**WHAT YOU SHOULD DO:** In the listing, rewrite the stretch from the line containing "</instance>" through the line containing "positive clicks: (8, 166) (49, 155) (9, 267)", changing "positive clicks" to "foreground clicks" and leaving everything else as it is. Return only those lines.

[DATA FOR THIS TASK — start]

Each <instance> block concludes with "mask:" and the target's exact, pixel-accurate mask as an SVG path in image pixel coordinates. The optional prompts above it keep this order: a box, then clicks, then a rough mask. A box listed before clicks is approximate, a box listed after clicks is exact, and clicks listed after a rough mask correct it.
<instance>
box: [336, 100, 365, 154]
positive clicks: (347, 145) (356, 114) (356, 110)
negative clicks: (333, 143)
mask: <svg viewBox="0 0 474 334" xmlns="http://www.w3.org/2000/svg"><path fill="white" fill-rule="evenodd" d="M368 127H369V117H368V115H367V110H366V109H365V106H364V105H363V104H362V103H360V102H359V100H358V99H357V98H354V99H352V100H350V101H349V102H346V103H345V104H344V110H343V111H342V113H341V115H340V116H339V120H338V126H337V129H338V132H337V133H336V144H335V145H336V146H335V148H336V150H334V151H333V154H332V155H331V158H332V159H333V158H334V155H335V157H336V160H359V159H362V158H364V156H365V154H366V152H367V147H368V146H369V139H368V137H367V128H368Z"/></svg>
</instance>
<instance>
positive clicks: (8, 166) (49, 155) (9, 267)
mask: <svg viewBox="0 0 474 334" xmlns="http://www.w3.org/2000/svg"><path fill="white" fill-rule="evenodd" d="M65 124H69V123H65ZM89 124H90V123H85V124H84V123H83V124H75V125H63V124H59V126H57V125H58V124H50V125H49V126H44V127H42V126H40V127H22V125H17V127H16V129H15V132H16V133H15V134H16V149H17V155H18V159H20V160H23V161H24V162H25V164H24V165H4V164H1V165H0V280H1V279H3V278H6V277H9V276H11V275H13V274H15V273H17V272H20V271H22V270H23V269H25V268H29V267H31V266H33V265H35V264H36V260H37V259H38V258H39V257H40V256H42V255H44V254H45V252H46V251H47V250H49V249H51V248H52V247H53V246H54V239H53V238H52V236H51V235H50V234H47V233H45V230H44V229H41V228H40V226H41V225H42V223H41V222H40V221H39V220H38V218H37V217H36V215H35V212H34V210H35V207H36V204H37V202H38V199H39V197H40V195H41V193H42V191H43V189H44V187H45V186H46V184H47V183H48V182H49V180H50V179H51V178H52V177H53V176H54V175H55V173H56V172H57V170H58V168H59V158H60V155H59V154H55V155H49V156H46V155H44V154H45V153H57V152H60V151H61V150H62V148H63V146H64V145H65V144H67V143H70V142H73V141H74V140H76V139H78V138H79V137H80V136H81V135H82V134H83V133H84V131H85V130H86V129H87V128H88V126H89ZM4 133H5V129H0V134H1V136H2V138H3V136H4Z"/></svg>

[DATA FOR THIS TASK — finish]

**ANSWER AREA:**
</instance>
<instance>
foreground clicks: (8, 166) (49, 155) (9, 267)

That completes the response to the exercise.